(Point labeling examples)
++++

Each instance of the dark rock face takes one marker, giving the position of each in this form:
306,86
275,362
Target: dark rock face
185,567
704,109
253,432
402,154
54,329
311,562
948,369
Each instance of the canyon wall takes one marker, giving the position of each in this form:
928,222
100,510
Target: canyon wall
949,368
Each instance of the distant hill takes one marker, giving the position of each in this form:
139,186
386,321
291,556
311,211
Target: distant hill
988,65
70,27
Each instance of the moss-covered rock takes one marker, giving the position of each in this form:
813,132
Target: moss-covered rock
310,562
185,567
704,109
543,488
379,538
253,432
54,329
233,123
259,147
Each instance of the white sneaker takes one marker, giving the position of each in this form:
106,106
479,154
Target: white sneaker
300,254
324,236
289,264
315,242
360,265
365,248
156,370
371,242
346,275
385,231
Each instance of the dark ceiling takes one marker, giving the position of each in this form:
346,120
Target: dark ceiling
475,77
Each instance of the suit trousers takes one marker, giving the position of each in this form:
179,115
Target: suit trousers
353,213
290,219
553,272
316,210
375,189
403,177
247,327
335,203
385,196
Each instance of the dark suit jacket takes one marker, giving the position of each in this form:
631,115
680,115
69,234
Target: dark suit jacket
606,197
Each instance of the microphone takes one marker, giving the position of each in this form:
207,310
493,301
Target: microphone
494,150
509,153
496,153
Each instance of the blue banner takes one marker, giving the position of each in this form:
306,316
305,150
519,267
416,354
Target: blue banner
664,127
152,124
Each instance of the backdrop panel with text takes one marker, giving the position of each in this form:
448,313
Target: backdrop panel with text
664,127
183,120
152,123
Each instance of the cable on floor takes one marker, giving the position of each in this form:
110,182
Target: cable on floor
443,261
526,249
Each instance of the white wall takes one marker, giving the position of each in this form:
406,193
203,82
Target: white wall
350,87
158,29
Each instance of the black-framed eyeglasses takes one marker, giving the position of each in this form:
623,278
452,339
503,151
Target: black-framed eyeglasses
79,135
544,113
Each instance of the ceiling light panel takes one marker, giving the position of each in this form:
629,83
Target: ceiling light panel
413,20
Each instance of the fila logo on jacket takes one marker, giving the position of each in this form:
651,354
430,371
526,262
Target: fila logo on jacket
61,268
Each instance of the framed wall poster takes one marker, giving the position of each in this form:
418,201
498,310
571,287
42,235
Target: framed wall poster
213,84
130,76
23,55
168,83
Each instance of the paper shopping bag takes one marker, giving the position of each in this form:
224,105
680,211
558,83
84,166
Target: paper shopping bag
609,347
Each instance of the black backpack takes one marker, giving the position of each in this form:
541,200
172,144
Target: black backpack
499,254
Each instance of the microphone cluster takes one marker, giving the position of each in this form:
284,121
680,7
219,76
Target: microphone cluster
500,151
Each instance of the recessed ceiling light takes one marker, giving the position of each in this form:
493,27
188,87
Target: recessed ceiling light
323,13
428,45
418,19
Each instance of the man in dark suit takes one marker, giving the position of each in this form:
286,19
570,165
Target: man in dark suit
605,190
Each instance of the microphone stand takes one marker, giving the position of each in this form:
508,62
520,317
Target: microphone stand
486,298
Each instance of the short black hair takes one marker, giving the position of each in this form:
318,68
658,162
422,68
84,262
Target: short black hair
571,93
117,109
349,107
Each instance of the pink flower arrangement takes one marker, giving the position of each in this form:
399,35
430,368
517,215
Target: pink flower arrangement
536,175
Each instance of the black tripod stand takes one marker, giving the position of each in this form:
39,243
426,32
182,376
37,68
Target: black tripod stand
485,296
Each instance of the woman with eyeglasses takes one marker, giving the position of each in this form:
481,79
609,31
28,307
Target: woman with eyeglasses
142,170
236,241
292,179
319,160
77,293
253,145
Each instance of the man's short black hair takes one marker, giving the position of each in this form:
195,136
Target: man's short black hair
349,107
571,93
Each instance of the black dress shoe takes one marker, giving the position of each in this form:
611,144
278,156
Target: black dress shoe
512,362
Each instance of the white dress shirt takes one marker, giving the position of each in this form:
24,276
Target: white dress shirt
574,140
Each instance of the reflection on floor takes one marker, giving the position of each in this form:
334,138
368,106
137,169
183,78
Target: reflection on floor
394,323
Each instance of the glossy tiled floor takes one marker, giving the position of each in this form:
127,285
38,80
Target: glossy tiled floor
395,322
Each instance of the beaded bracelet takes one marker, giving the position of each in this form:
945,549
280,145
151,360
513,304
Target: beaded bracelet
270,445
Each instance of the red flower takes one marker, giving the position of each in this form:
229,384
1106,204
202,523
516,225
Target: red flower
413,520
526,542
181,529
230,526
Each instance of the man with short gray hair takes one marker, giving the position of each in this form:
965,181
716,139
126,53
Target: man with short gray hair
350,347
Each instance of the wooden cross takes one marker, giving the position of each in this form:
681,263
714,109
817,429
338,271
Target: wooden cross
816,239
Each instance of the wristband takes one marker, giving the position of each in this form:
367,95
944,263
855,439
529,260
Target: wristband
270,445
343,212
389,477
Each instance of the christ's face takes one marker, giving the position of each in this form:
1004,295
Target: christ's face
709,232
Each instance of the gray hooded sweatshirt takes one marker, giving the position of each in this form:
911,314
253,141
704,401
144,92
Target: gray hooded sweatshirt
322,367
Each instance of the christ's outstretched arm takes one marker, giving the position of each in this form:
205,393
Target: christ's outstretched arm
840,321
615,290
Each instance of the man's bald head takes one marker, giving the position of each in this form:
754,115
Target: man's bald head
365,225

++++

_Goal_. Rescale the lines from the one containing "Each instance of the christ's face" through the end of the records, inclusive, and give them all again with the requests included. Multiply every answer coordinate by 2.35 and round to whole numbers with halves going up, leaving the request wording and the format samples as they are.

_Expected answer_.
Each instance of the christ's face takes one marker, giving the position of each in this form:
1004,295
Target: christ's face
1666,545
Each instance of the gray hooded sweatshirt takes one marker, giving the position of each in this form:
911,314
253,141
704,401
144,92
Target: gray hooded sweatshirt
757,862
Each instance of the christ's outstretched arm takes one marker, giving the position of each in this form:
205,393
Target: christ's outstretched arm
1974,754
1445,682
Each instance of the man's bald head takes one marker, giving the position of each in this form:
754,115
Target: man's bald head
858,529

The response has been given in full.